__Textausschnitt__.
┌──
Wenn die SYRIZA scheitert, muss die Bewegung ran: Daniel Knopp schlägt vor, das OXI-Lager in Europa zu sammeln

  • Daniel Knopp
  • Lesedauer: 5 Min.

Die Linke spaltet sich. Auch außerhalb Griechenlands steht dabei die Frage im Zentrum, ob die Tsipras-Regierung uns betrogen hat und ob wir sie (weiterhin) unterstützen oder wenigstens ideologisch verteidigen müssen. Und, neuerdings, wie wir es mit der SYRIZA-Abspaltung »Volkseinheit« halten.
└──
__Ausgangsdaten__.
┌──
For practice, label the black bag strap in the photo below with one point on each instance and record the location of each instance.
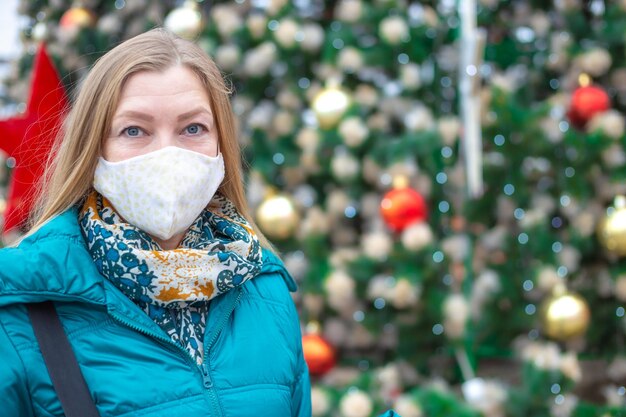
(59, 358)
└──
__Aufgabenstellung__. Was schlägt Daniel Knopp laut dem Textausschnitt vor, wenn die SYRIZA scheitert? Bitte antworte in einem Satz.

__Lösung__. Er schlägt vor, das OXI-Lager in Europa zu sammeln.